**Enunciado A**
Resuma em duas frases o texto sobre as perdas na bolsa.
**Enunciado B**
Reescreva como CSV de duas colunas, entrada e saida, os registos que vão do início dos registos até à linha que contém "(1109, 726)", inclusive, com uma linha por registo. Coloque cada texto num único campo entre aspas, com as quebras de linha substituídas por espaços.

**Excerto**
__________________________________________________

Uma das vantagens/tormentos de deixar por escrito é que podemos sempre, mais à frente, avaliar aquilo que dissemos e a forma como reagimos e decidimos num dado passo. Como nesta casa ninguém anda à procura de ter razão (coisa que, como todos sabem, não mata a fome), mas simplesmente de tentar evoluir todos os dias, achamos que é tão importante viver o presente como nos mantermos atentos ao passado, de forma a fazer melhor no futuro. Este texto publicamo-lo faz hoje 1 ano.
É normal perder-se dinheiro na bolsa? - pergunta-nos o nosso amigo Adalmiro Fonseca.
Agradecendo a pergunta de tão ilustre frequentador desta casa, que é de todo pertinente numa semana em que só ganhou dinheiro quem esteve do lado curto do mercado, respondemos com números (que é sempre a melhor forma de responder).
Este que daqui vos fala, que anda nesta faina vai a caminho de 20 anos, tem um total de 30% de meses negativos e nem se envergonha disso, nem foi à falência, nem perdeu a vontade de continuar na jogatina e nem sequer tem registo de noites mal dormidas por conta de encrencas relacionadas com a negociata. É tudo uma questão de calma, de alguma racionalidade e de saber tomar decisões difíceis sempre que nos apercebemos que erramos. E na bolsa, tal como na vida, erramos todos e erramos muito, seja por ignorância, seja porque as circunstâncias se alteram ao minuto e ninguém tem capacidade para reagir tão rapidamente. O problema dos erros é quando não somos capazes de os emendar!
(Para não marrarmos tão a seco contra o muro das lamentações, deixem-se embalar pelo som sábio de Bob Marley (retirado da banda sonora do belo filme francês
La haine que parte de uma frase de que gosto muito:
l'important c'est pas la chute, c’est l’atterrissage!))

__________________________________________________

**Dados extraídos**
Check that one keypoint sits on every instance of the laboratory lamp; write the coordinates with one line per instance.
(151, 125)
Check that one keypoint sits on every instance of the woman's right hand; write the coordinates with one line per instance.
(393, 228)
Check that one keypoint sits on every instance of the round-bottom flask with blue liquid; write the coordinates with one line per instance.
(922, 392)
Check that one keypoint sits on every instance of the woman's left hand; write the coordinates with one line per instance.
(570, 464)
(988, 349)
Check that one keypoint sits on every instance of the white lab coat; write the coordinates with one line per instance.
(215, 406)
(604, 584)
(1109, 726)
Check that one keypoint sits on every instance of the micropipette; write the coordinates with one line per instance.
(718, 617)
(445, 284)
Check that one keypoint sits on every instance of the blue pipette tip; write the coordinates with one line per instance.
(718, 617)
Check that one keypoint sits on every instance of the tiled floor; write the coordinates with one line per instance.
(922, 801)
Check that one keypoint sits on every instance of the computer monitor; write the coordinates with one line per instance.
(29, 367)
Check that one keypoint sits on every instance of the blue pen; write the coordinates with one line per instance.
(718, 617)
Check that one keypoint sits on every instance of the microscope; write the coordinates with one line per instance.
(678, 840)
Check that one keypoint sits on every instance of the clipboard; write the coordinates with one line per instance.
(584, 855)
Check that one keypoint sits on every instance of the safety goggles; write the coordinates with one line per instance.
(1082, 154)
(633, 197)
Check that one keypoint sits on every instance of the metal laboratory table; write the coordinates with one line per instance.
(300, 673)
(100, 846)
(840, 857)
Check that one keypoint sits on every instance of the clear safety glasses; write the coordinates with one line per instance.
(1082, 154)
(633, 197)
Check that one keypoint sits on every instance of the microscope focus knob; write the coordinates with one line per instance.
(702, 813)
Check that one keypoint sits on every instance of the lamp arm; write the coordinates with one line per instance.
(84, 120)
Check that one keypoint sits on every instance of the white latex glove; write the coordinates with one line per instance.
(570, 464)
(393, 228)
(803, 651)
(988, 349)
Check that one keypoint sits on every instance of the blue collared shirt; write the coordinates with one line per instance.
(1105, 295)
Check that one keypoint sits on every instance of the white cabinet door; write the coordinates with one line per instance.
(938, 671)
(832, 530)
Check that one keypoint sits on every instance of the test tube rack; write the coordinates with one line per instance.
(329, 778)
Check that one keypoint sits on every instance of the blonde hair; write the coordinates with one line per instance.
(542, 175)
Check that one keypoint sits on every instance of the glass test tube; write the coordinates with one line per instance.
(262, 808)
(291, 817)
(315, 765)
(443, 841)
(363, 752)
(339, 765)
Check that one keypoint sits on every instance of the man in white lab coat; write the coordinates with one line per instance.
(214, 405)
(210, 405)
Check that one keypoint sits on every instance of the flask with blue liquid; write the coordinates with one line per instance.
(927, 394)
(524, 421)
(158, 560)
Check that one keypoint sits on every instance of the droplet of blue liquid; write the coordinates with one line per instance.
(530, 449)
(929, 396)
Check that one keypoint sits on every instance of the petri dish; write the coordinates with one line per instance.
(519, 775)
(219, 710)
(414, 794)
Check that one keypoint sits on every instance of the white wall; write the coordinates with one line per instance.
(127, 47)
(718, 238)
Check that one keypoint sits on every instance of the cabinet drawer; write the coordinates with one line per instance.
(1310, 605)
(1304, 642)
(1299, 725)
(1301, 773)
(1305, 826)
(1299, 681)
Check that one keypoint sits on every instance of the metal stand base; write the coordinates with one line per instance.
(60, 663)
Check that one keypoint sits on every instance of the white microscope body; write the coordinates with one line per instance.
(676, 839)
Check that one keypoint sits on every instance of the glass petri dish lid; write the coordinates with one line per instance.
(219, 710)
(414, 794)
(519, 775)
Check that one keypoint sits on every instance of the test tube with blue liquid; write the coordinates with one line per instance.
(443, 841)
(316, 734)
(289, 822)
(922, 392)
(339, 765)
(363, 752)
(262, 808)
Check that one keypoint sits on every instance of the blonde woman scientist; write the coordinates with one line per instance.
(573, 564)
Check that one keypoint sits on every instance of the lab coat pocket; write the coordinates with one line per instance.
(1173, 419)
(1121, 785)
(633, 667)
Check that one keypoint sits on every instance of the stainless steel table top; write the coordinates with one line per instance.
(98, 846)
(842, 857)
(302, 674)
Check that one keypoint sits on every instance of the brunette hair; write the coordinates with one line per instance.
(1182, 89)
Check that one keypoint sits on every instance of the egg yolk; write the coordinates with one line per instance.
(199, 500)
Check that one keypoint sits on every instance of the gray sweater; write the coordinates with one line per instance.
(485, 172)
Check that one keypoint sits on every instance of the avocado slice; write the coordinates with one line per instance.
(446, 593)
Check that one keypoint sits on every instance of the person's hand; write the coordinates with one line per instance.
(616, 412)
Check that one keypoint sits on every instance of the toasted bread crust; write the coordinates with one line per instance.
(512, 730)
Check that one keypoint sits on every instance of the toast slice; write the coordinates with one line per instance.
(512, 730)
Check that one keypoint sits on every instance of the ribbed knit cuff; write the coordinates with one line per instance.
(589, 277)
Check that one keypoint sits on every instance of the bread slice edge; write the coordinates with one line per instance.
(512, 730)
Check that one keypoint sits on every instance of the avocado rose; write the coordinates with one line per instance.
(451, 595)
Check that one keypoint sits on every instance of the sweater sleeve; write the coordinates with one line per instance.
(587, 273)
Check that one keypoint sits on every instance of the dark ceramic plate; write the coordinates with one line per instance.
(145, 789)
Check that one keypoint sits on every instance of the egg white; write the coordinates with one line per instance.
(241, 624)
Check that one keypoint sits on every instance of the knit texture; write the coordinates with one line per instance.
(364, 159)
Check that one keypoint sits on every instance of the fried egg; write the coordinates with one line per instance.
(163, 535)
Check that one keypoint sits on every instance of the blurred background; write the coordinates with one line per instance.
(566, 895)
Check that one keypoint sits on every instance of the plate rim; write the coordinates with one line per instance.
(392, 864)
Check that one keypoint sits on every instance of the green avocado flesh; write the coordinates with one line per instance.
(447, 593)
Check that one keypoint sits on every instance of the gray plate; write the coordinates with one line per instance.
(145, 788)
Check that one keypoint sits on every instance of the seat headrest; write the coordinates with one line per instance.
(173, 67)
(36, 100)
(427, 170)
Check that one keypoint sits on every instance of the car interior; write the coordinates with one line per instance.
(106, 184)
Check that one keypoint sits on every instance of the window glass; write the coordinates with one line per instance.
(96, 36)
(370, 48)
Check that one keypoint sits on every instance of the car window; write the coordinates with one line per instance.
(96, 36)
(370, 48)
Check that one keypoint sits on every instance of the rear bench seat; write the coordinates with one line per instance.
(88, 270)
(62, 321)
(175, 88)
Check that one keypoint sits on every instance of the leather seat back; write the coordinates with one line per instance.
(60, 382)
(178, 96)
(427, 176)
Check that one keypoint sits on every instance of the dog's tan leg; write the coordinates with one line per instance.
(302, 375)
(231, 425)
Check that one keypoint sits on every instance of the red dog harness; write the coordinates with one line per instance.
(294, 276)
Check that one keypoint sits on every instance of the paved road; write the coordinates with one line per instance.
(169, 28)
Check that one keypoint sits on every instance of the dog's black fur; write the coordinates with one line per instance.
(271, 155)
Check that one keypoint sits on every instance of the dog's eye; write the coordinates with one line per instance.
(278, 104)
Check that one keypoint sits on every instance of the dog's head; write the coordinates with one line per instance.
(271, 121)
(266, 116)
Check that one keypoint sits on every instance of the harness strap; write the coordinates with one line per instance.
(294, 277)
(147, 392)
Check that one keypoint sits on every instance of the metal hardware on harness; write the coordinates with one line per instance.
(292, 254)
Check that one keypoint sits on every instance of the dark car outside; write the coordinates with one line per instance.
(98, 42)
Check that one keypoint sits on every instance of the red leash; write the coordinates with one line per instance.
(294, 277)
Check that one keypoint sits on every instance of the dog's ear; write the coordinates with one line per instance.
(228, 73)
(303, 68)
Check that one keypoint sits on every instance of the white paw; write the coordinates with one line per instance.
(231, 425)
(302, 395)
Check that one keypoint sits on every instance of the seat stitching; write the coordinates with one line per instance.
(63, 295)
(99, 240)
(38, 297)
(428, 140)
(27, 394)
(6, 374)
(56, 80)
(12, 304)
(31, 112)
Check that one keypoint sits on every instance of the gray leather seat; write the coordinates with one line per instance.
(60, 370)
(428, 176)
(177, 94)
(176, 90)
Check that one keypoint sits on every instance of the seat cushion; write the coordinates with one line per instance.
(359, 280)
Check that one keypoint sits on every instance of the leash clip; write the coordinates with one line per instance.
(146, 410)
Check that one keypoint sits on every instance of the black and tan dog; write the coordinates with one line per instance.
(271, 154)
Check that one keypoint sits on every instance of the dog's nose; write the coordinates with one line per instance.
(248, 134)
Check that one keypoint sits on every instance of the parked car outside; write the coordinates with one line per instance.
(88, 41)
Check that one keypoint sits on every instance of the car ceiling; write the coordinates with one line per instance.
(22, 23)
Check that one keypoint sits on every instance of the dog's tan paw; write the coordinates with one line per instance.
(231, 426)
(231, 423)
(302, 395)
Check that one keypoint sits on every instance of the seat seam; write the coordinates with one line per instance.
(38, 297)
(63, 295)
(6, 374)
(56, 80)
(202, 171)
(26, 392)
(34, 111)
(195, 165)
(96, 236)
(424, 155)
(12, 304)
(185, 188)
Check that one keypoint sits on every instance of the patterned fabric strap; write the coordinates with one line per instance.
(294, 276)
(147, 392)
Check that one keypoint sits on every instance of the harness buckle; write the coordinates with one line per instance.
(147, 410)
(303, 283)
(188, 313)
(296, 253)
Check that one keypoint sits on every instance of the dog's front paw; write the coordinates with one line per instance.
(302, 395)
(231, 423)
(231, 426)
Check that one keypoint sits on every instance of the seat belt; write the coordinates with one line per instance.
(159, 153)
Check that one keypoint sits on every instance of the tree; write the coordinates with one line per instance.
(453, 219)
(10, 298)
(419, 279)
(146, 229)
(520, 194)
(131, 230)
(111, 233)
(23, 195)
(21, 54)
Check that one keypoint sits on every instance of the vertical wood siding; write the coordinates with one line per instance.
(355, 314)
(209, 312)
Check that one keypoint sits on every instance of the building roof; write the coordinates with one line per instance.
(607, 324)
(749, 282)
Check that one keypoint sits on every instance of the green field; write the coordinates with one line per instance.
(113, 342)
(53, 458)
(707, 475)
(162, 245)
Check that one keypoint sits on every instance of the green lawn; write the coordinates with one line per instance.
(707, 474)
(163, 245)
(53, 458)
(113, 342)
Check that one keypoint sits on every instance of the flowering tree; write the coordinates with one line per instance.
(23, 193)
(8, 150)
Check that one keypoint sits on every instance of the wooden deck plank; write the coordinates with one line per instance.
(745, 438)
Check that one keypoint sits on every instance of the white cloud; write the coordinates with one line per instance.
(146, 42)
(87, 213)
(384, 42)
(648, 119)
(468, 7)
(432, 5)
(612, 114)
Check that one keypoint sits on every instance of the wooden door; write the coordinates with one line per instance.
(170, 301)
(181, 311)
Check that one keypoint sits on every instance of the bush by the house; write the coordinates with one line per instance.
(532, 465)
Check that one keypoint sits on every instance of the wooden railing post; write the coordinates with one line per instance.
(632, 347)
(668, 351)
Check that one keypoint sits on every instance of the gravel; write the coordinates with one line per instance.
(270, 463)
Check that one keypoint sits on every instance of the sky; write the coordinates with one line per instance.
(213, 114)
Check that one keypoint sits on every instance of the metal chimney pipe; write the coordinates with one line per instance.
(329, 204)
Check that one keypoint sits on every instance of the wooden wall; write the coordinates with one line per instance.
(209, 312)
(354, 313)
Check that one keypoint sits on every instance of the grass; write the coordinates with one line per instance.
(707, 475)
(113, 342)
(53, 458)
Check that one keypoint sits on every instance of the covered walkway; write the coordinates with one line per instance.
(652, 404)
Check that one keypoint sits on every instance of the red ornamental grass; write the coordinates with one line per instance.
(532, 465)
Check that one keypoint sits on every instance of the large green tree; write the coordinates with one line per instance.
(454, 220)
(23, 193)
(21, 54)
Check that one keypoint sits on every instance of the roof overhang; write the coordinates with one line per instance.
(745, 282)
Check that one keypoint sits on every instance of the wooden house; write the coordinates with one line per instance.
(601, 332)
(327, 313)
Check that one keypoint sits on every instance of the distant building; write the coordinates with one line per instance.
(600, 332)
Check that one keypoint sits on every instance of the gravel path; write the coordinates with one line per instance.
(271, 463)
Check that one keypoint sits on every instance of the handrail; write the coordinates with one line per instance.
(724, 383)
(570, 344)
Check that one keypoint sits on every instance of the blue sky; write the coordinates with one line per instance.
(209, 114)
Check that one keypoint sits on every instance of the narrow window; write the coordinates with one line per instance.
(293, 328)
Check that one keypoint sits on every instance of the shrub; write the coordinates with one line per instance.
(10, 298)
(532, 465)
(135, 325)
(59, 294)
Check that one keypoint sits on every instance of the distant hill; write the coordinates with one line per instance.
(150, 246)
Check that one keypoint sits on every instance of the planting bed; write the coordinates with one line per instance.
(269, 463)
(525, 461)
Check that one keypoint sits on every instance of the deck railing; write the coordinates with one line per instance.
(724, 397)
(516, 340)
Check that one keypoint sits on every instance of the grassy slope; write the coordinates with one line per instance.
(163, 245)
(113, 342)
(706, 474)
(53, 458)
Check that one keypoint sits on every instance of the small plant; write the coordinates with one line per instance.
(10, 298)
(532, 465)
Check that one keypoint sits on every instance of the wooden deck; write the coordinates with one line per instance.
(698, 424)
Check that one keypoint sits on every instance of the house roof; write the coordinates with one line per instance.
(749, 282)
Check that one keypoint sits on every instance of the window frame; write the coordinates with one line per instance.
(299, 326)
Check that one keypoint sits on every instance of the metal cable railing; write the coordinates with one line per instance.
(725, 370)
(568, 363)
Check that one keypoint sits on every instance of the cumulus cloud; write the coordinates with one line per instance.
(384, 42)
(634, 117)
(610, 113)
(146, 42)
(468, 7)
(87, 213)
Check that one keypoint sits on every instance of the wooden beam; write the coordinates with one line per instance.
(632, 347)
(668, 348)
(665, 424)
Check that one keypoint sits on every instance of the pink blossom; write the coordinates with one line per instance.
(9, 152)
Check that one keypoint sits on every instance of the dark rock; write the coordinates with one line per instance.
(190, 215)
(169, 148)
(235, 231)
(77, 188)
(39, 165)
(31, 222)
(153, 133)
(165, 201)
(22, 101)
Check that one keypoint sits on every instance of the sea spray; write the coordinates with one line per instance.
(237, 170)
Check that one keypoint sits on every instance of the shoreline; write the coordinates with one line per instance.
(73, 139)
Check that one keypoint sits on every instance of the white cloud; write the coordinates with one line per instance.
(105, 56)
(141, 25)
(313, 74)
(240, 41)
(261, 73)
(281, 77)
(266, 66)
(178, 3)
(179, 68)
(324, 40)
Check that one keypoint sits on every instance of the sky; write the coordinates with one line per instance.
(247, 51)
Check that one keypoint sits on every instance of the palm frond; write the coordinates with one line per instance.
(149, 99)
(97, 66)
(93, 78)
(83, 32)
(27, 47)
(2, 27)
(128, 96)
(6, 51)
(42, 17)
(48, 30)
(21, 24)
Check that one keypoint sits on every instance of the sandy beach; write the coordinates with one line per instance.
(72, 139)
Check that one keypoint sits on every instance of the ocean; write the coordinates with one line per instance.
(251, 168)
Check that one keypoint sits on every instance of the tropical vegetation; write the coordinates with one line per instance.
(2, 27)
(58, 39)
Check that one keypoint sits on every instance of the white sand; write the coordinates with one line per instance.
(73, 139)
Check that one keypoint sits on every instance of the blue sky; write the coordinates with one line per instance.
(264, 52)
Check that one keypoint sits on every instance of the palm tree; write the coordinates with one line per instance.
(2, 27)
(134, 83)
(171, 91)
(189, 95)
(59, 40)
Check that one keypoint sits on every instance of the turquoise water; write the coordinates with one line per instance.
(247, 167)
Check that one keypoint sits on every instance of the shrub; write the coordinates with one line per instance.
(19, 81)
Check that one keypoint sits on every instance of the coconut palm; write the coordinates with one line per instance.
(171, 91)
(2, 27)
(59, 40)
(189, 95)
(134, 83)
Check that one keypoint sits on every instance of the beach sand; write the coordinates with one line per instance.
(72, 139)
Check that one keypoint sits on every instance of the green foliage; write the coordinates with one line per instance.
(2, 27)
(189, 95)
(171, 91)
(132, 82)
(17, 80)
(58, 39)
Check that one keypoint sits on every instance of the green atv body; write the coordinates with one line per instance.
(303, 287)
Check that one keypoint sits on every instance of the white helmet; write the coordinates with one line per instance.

__________________________________________________

**Resolução A**
O texto, publicado há um ano, responde à pergunta de Adalmiro Fonseca sobre se é normal perder dinheiro na bolsa com o exemplo de quem escreve: quase 20 anos nesta atividade, 30% de meses negativos, sem vergonha, sem falência e sem noites mal dormidas. Defende que tudo depende de calma, de alguma racionalidade e de saber tomar decisões difíceis ao perceber um erro, porque o problema está em não ser capaz de o emendar.

**Resolução B**
entrada,saida
"Check that one keypoint sits on every instance of the laboratory lamp; write the coordinates with one line per instance.","(151, 125)"
"Check that one keypoint sits on every instance of the woman's right hand; write the coordinates with one line per instance.","(393, 228)"
"Check that one keypoint sits on every instance of the round-bottom flask with blue liquid; write the coordinates with one line per instance.","(922, 392)"
"Check that one keypoint sits on every instance of the woman's left hand; write the coordinates with one line per instance.","(570, 464) (988, 349)"
"Check that one keypoint sits on every instance of the white lab coat; write the coordinates with one line per instance.","(215, 406) (604, 584) (1109, 726)"